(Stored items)
------------------------------------
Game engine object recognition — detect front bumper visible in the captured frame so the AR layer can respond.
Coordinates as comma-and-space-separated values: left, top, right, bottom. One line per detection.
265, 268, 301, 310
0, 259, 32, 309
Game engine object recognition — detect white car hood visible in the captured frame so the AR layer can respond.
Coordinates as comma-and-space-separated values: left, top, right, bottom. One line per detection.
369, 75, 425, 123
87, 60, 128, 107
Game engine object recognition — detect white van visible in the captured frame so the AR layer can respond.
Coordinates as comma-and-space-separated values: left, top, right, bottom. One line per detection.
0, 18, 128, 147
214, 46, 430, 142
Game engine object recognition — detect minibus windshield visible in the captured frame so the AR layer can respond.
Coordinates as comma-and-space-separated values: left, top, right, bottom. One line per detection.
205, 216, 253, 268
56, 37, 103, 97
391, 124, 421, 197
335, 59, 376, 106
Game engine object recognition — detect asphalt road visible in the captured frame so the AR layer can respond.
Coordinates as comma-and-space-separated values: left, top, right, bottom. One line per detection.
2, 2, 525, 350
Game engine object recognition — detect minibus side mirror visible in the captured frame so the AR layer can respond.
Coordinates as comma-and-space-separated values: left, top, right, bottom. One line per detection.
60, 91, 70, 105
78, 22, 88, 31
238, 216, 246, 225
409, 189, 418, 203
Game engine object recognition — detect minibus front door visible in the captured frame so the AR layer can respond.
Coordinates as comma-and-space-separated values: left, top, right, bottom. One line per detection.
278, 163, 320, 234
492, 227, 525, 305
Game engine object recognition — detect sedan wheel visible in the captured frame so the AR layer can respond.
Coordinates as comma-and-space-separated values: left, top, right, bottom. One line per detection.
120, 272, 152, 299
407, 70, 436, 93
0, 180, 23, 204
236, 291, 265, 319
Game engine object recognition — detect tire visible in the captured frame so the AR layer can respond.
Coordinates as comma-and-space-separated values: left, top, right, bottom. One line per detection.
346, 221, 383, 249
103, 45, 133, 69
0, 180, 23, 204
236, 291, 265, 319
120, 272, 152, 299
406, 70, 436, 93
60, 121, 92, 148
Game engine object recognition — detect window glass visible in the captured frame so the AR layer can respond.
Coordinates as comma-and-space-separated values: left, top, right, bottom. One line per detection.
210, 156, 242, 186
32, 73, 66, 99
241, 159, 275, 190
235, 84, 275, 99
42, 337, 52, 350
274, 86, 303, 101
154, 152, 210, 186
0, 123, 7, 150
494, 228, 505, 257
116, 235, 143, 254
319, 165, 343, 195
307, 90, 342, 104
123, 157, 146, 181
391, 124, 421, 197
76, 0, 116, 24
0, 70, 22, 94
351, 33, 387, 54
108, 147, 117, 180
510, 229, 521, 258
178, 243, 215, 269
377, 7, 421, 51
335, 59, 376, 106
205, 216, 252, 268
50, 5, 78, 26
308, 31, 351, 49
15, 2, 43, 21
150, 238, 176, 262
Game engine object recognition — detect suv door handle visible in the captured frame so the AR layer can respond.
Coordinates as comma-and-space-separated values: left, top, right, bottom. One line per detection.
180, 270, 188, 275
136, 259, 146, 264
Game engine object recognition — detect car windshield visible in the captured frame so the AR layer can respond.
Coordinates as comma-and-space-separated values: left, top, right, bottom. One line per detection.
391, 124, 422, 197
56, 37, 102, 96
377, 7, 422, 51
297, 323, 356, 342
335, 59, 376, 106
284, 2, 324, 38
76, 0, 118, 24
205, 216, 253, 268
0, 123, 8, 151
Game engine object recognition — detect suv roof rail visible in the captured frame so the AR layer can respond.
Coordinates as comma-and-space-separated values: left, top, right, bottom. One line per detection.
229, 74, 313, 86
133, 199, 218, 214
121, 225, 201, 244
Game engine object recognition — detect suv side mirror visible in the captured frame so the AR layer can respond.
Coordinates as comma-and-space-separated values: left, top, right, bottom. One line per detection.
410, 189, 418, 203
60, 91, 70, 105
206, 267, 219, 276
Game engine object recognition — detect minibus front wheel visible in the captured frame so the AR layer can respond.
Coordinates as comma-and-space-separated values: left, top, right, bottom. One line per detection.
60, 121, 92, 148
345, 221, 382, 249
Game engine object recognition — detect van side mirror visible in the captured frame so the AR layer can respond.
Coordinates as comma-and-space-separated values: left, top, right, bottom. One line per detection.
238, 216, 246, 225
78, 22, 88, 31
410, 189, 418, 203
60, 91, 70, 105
------------------------------------
§ **HOW TO COMPLETE THIS TASK**:
Take the lines from the start of the records through the line holding "Game engine object recognition — detect minibus front door", both included, and please print them exactly, with nothing else.

§ **COMPLETED EXERCISE**:
Game engine object recognition — detect front bumper visible in the captured frame so the AR layer can respond.
Coordinates as comma-and-space-separated values: left, top, right, bottom. One line per detection.
265, 268, 301, 310
0, 259, 32, 309
Game engine object recognition — detect white car hood visible in the captured frame so the AR layer can respond.
Coordinates as comma-and-space-separated values: left, top, right, bottom. One line per detection.
369, 75, 425, 123
87, 60, 128, 107
Game engine object recognition — detect white van visible in the captured frame so the AR layer can respond.
Coordinates as comma-and-space-separated values: left, top, right, bottom. One line per detection.
0, 18, 128, 147
214, 46, 430, 142
Game engine object recognition — detect minibus windshield visible in the captured frame so the AR layer can respond.
Coordinates as comma-and-space-separated values: left, top, right, bottom. One line per detection.
205, 216, 253, 268
56, 37, 103, 97
391, 124, 421, 197
335, 59, 376, 106
Game engine object recognition — detect asphalt road visible in the captured frame so the AR layer can respond.
Coordinates as comma-and-space-separated values: left, top, right, bottom. One line per detection.
2, 2, 525, 350
Game engine object recognition — detect minibus side mirror visible in the captured frame so the AR layer can respond.
Coordinates as comma-and-space-separated values: left, top, right, bottom. One line per detection.
60, 91, 70, 105
78, 22, 88, 31
238, 216, 246, 225
409, 189, 418, 203
Game engine object recognition — detect minibus front door visible in the captured frame so the AR layer can respond.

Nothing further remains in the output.